必要な作業. 首相の会見を論じた文章から、「数日前にも書いたことだが、東」で始まり「ない理由は何回も聞いている。」で終わる部分を一字も変えずに書き写しなさい。

2020年8月10日月曜日

対話も会話も不成立

広島と長崎の慰霊祭に出席した首相は形ばかりの短い記者会見を開き、国民に何かを訴えたつもりのようだ。正に悪評嘖々でどうしようもない。原爆禁止条約批准を強く迫る両市民の声を無視して、無責任な原爆防止論を述べるばかり。更に呆れるのは現下のコロナ対策にに関し「感染をコントロールして、医療機関の支援も強化していきたい」旨の発言をしている。これに付き合って記事化する記者たちも嫌になるだろうが、記事の中に「首相は日本語を知らないか理解できていないので、国民との対話も会話も不成立」であることを指摘すべきだ。

数日前にも書いたことだが、東大名誉教授の児玉龍彦氏は次のように述べている。「現状を正しく即ち客観的に認識して対応策を考えるべきで、主観的希望からは出された対応策は何の役にもたたない。」放射能をアンダーコントロールもそうだが、感染を政府がどのようにコントロールしているのか?強いて言えば検査数を少なくして見かけの感染者数を低く抑えているだけのことだ。検査数が上がらない理由は何回も聞いている。

政府の会見で語られる殆どは自らなすべきことが出来ない理由(即ち言い訳)であり、感染を防ぐのは結局国民の個人的責任に帰すという事のみで、今更言われるまでもなく、そんなことは子供でも分かっている。政府高官ともなれば娑婆の風に当たることが少ないので、日本語感覚がおかしくなるのも仕方ないかもしれぬが、それにしても原爆や現在のコロナウィルスによってどんなに多くの被害者が出て、対処に当たる医療関係者が如何に疲弊しているか。知らずか感じずか無神経にも程がある。

先の大戦末期の東條首相が拡大しきって収拾つかなくなった戦場をどの程度視察したか知らぬが、想像するに現在の安倍首相と同じだと思う。毎日下から上がってくる情報は全て「苦労はしていますが、なんとか持ち堪えています。」に違いない。少しおかしいとは感じても、自らその嘘を暴くのは怖いのだろう。自らの言葉を持たないリーダーほど始末の悪いものはない。

抽出データ.
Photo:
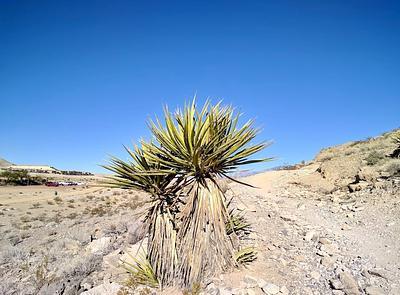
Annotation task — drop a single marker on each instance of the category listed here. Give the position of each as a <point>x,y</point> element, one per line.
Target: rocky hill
<point>5,163</point>
<point>329,227</point>
<point>359,164</point>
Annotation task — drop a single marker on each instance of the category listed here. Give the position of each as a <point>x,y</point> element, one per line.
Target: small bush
<point>246,255</point>
<point>142,271</point>
<point>58,200</point>
<point>373,158</point>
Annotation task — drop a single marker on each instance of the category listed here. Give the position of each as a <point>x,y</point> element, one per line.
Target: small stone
<point>336,284</point>
<point>327,261</point>
<point>331,249</point>
<point>310,235</point>
<point>223,291</point>
<point>283,290</point>
<point>350,286</point>
<point>270,289</point>
<point>106,288</point>
<point>315,275</point>
<point>324,241</point>
<point>212,289</point>
<point>99,245</point>
<point>250,281</point>
<point>373,290</point>
<point>299,258</point>
<point>346,227</point>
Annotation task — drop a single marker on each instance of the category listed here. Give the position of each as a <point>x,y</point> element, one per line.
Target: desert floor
<point>68,240</point>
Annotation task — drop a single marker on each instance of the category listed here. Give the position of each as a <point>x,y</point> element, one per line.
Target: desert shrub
<point>141,270</point>
<point>58,200</point>
<point>98,211</point>
<point>373,158</point>
<point>246,255</point>
<point>237,223</point>
<point>195,290</point>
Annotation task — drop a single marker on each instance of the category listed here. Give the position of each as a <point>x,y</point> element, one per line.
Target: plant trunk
<point>162,246</point>
<point>204,247</point>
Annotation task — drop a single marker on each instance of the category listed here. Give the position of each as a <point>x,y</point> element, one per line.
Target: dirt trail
<point>308,238</point>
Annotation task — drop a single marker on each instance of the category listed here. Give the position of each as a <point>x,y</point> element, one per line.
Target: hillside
<point>329,227</point>
<point>5,163</point>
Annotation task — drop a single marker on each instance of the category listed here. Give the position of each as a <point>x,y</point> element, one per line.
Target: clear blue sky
<point>79,78</point>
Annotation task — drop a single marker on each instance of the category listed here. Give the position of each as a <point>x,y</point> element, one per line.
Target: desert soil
<point>309,239</point>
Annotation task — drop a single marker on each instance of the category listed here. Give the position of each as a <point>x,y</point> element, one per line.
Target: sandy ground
<point>67,240</point>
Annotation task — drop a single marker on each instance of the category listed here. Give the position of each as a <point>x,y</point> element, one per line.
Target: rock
<point>283,290</point>
<point>324,241</point>
<point>327,261</point>
<point>299,258</point>
<point>212,289</point>
<point>315,275</point>
<point>136,231</point>
<point>373,290</point>
<point>346,227</point>
<point>331,249</point>
<point>104,289</point>
<point>250,281</point>
<point>99,245</point>
<point>311,235</point>
<point>270,289</point>
<point>358,186</point>
<point>224,291</point>
<point>350,286</point>
<point>135,250</point>
<point>288,217</point>
<point>336,284</point>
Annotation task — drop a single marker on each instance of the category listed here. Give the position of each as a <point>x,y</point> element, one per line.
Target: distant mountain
<point>5,163</point>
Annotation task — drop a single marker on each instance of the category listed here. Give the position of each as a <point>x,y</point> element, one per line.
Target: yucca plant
<point>200,146</point>
<point>141,270</point>
<point>396,140</point>
<point>246,255</point>
<point>163,205</point>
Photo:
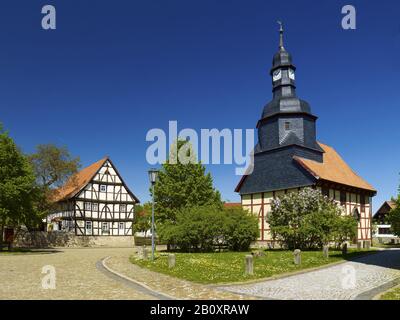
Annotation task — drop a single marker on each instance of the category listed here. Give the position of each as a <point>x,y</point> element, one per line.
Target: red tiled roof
<point>335,169</point>
<point>77,181</point>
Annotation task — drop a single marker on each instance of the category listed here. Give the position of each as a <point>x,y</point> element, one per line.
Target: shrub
<point>241,229</point>
<point>307,219</point>
<point>204,228</point>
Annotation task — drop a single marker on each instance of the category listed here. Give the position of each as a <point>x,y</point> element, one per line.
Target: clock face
<point>291,74</point>
<point>277,75</point>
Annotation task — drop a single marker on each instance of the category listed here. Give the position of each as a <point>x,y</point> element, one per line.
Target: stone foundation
<point>53,239</point>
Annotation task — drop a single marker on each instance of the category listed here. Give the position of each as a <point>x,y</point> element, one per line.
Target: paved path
<point>333,283</point>
<point>76,276</point>
<point>173,287</point>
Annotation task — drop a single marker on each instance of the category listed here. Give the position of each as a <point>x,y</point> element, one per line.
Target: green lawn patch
<point>20,251</point>
<point>227,267</point>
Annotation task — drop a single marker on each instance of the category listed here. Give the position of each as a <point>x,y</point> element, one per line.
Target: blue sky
<point>115,69</point>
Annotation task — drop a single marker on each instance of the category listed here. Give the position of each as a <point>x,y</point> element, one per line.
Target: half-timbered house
<point>288,157</point>
<point>94,202</point>
<point>383,232</point>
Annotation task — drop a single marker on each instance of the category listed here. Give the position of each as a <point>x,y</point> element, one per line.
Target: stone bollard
<point>249,267</point>
<point>297,257</point>
<point>344,248</point>
<point>171,261</point>
<point>325,251</point>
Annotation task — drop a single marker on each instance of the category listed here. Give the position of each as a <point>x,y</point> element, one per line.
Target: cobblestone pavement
<point>173,287</point>
<point>76,276</point>
<point>333,283</point>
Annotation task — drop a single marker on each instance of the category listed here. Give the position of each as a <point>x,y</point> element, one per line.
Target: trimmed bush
<point>202,229</point>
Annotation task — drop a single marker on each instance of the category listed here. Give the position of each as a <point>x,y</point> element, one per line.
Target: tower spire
<point>281,47</point>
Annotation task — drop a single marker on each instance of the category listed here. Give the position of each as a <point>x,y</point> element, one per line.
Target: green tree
<point>182,184</point>
<point>394,217</point>
<point>19,194</point>
<point>53,166</point>
<point>240,229</point>
<point>142,219</point>
<point>307,219</point>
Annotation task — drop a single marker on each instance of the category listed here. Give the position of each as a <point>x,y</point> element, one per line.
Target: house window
<point>342,198</point>
<point>105,228</point>
<point>88,227</point>
<point>383,230</point>
<point>362,202</point>
<point>88,206</point>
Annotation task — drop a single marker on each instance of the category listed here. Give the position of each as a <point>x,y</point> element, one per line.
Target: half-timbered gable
<point>95,202</point>
<point>288,157</point>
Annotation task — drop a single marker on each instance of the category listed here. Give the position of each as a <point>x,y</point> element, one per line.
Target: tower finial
<point>281,36</point>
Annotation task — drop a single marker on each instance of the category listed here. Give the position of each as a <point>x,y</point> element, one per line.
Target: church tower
<point>286,120</point>
<point>288,157</point>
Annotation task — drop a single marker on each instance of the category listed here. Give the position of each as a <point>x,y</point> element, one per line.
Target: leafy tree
<point>53,166</point>
<point>142,219</point>
<point>240,229</point>
<point>307,219</point>
<point>19,195</point>
<point>182,184</point>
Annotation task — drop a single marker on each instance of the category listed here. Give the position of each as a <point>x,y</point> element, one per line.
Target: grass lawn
<point>19,251</point>
<point>392,295</point>
<point>226,267</point>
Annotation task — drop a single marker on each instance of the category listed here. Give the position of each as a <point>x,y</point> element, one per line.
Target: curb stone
<point>143,286</point>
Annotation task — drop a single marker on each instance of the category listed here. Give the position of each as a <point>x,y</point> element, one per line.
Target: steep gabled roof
<point>334,168</point>
<point>80,180</point>
<point>77,182</point>
<point>384,209</point>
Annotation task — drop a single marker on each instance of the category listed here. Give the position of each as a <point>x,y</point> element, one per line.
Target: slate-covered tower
<point>288,156</point>
<point>286,129</point>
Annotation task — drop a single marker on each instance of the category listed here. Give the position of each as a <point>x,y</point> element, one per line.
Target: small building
<point>382,232</point>
<point>94,202</point>
<point>288,157</point>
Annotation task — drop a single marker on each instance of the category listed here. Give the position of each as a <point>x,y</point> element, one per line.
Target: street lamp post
<point>153,173</point>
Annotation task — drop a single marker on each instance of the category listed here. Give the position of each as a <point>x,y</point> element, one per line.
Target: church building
<point>289,157</point>
<point>94,202</point>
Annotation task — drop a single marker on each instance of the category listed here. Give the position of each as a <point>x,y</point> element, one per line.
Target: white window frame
<point>105,230</point>
<point>89,229</point>
<point>88,206</point>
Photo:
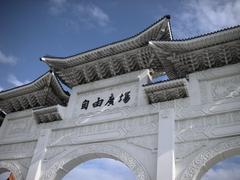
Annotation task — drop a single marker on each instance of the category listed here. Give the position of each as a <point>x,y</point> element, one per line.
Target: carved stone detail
<point>193,171</point>
<point>106,131</point>
<point>13,167</point>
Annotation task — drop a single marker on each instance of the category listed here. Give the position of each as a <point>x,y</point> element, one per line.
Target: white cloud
<point>202,16</point>
<point>7,59</point>
<point>12,79</point>
<point>76,13</point>
<point>106,169</point>
<point>224,170</point>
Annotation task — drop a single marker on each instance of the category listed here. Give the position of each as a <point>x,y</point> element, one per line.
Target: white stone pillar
<point>34,171</point>
<point>166,138</point>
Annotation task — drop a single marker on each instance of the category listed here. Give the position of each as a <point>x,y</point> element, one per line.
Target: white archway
<point>12,167</point>
<point>209,157</point>
<point>63,164</point>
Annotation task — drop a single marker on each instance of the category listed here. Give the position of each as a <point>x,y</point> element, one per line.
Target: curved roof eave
<point>31,87</point>
<point>198,42</point>
<point>49,59</point>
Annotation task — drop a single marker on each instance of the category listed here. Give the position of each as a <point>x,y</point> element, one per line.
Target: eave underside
<point>42,92</point>
<point>137,59</point>
<point>182,63</point>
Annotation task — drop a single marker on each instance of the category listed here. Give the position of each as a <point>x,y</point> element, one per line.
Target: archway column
<point>35,168</point>
<point>166,141</point>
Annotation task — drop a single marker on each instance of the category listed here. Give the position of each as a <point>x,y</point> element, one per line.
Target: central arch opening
<point>100,168</point>
<point>6,174</point>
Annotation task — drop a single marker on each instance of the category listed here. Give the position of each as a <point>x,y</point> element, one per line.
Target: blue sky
<point>30,29</point>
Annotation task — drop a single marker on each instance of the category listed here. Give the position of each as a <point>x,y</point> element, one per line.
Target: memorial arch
<point>67,161</point>
<point>118,108</point>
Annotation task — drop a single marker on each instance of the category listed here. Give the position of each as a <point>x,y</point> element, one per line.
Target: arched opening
<point>101,168</point>
<point>227,169</point>
<point>6,174</point>
<point>211,156</point>
<point>65,162</point>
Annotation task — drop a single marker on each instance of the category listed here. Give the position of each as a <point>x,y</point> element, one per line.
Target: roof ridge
<point>108,44</point>
<point>207,34</point>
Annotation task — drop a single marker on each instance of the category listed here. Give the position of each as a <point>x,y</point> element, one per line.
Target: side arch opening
<point>208,158</point>
<point>224,170</point>
<point>10,170</point>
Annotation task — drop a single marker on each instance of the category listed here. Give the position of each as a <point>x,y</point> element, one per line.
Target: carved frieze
<point>206,127</point>
<point>204,158</point>
<point>106,131</point>
<point>17,150</point>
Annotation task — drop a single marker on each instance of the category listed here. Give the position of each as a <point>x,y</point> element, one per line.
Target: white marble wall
<point>207,129</point>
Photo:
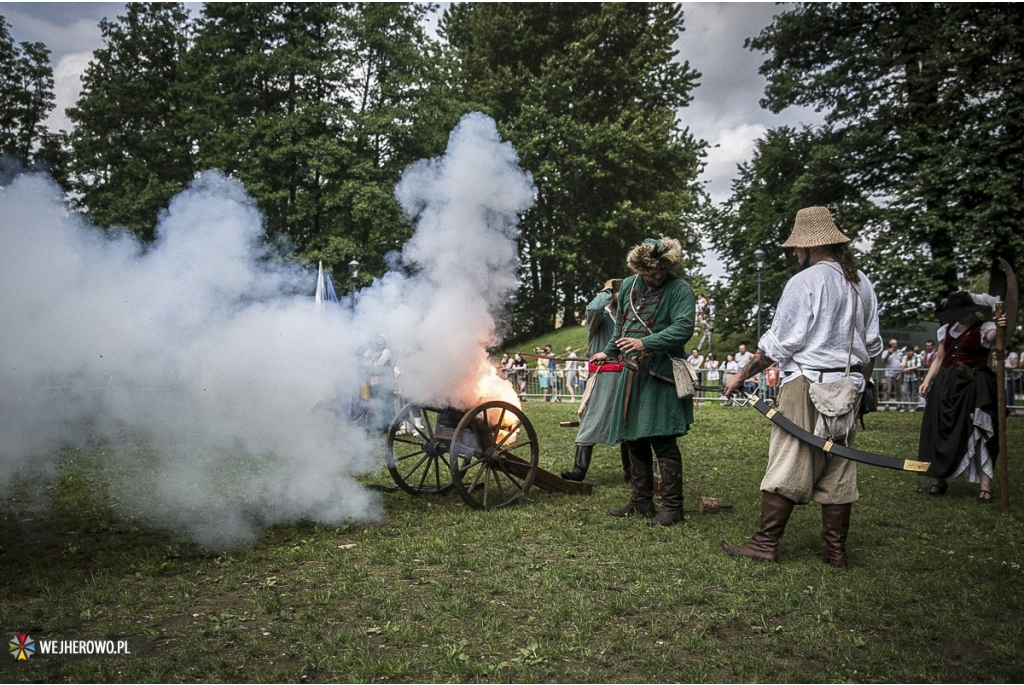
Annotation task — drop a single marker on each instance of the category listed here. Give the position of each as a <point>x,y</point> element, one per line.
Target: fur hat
<point>813,228</point>
<point>667,252</point>
<point>963,303</point>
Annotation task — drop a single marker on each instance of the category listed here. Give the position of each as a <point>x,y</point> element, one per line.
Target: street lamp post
<point>353,273</point>
<point>759,261</point>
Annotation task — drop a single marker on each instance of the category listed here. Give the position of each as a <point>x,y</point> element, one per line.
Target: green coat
<point>670,312</point>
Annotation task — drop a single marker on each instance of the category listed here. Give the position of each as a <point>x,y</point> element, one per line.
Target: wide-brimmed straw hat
<point>962,303</point>
<point>650,254</point>
<point>813,228</point>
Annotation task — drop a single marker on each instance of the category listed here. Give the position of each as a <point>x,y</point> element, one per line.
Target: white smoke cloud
<point>198,348</point>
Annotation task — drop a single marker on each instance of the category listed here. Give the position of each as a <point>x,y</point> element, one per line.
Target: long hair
<point>844,257</point>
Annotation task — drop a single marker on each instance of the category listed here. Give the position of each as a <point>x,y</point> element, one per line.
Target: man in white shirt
<point>810,338</point>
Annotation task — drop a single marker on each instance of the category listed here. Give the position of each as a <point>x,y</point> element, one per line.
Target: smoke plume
<point>220,395</point>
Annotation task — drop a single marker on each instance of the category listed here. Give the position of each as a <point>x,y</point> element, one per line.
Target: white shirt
<point>811,327</point>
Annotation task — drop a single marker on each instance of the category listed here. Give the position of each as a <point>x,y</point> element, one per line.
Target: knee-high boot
<point>642,498</point>
<point>672,494</point>
<point>763,545</point>
<point>582,463</point>
<point>835,526</point>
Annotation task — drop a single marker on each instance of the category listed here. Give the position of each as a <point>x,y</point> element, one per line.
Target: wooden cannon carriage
<point>488,455</point>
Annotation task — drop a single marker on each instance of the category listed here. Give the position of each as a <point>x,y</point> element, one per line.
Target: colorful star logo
<point>23,647</point>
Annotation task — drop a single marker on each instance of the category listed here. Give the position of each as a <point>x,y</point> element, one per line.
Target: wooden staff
<point>1000,403</point>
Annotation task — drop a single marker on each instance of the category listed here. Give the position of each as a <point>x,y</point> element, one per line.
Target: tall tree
<point>929,100</point>
<point>791,169</point>
<point>587,93</point>
<point>26,95</point>
<point>316,109</point>
<point>400,112</point>
<point>129,148</point>
<point>265,106</point>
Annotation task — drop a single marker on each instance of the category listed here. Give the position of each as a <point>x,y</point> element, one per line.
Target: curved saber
<point>830,447</point>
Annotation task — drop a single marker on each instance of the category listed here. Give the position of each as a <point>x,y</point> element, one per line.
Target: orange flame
<point>489,386</point>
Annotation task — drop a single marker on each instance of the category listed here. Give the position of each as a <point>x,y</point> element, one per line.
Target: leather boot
<point>763,545</point>
<point>672,494</point>
<point>835,525</point>
<point>582,463</point>
<point>642,499</point>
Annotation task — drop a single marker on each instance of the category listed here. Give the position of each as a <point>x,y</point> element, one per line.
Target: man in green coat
<point>655,319</point>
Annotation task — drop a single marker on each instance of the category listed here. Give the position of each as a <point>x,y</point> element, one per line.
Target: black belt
<point>853,370</point>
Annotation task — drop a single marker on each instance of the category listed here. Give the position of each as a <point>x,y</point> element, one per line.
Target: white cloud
<point>67,85</point>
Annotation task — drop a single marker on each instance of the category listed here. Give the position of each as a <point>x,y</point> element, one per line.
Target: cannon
<point>488,454</point>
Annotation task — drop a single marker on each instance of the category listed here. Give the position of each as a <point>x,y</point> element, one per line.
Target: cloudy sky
<point>724,112</point>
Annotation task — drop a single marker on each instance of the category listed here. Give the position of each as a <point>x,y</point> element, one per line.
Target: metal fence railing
<point>894,393</point>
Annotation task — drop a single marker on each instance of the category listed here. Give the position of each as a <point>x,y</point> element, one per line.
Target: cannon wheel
<point>416,454</point>
<point>494,466</point>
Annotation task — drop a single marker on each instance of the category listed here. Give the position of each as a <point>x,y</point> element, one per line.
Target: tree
<point>399,112</point>
<point>129,148</point>
<point>791,169</point>
<point>316,108</point>
<point>587,93</point>
<point>926,100</point>
<point>264,106</point>
<point>26,96</point>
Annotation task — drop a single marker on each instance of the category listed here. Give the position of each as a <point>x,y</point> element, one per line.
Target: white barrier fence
<point>894,393</point>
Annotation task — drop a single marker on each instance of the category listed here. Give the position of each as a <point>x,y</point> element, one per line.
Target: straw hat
<point>813,228</point>
<point>962,303</point>
<point>650,254</point>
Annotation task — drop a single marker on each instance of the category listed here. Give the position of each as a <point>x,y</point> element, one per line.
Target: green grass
<point>552,590</point>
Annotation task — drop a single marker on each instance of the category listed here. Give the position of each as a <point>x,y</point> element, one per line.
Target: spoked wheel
<point>494,456</point>
<point>417,453</point>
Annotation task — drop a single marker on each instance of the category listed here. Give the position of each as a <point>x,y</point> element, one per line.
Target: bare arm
<point>758,362</point>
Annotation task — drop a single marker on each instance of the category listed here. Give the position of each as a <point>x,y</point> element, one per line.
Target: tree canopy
<point>589,95</point>
<point>923,135</point>
<point>318,108</point>
<point>27,94</point>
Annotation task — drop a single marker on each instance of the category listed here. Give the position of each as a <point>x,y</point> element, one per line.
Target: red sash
<point>604,367</point>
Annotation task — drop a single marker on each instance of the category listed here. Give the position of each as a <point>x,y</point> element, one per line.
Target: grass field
<point>552,590</point>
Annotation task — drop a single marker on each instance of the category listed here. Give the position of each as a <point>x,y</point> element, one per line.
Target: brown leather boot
<point>642,499</point>
<point>672,494</point>
<point>835,525</point>
<point>763,545</point>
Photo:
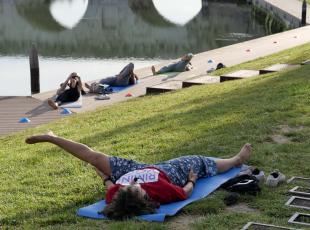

解答.
数日前にも書いたことだが、東大名誉教授の児玉龍彦氏は次のように述べている。「現状を正しく即ち客観的に認識して対応策を考えるべきで、主観的希望からは出された対応策は何の役にもたたない。」放射能をアンダーコントロールもそうだが、感染を政府がどのようにコントロールしているのか?強いて言えば検査数を少なくして見かけの感染者数を低く抑えているだけのことだ。検査数が上がらない理由は何回も聞いている。